A run of records:
=-=-=-=-=

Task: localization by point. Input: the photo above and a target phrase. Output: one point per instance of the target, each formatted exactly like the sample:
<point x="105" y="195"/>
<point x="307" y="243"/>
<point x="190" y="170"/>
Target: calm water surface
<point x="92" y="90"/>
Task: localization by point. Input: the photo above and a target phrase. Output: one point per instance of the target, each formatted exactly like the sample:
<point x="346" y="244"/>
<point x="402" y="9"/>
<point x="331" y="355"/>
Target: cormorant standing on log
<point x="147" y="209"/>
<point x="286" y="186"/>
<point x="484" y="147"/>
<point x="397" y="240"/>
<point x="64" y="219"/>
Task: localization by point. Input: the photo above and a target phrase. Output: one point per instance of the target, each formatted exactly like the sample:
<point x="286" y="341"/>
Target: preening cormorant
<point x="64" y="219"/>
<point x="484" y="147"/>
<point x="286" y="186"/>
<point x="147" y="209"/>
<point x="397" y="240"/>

=-=-=-=-=

Repeat the data precisely, reproducing every entry.

_Written solution:_
Task: localization by point. Input: the photo above and a target phrase. Output: one point per instance of the target, each formatted exactly like the sample:
<point x="105" y="195"/>
<point x="307" y="243"/>
<point x="190" y="170"/>
Target: calm water surface
<point x="92" y="90"/>
Task: localization by point. Input: the photo above and a target phrase. Output: one point per instance of the target, each formatted exactly like the sample:
<point x="346" y="244"/>
<point x="402" y="9"/>
<point x="331" y="355"/>
Target: cormorant standing on log
<point x="147" y="209"/>
<point x="286" y="186"/>
<point x="484" y="147"/>
<point x="397" y="240"/>
<point x="64" y="219"/>
Task: localization by point. Input: the photo above and a target phrase. Output: one point per instance of the target, each formatted exactly like the sample:
<point x="286" y="341"/>
Target: preening cormorant
<point x="64" y="219"/>
<point x="484" y="147"/>
<point x="286" y="186"/>
<point x="147" y="209"/>
<point x="397" y="240"/>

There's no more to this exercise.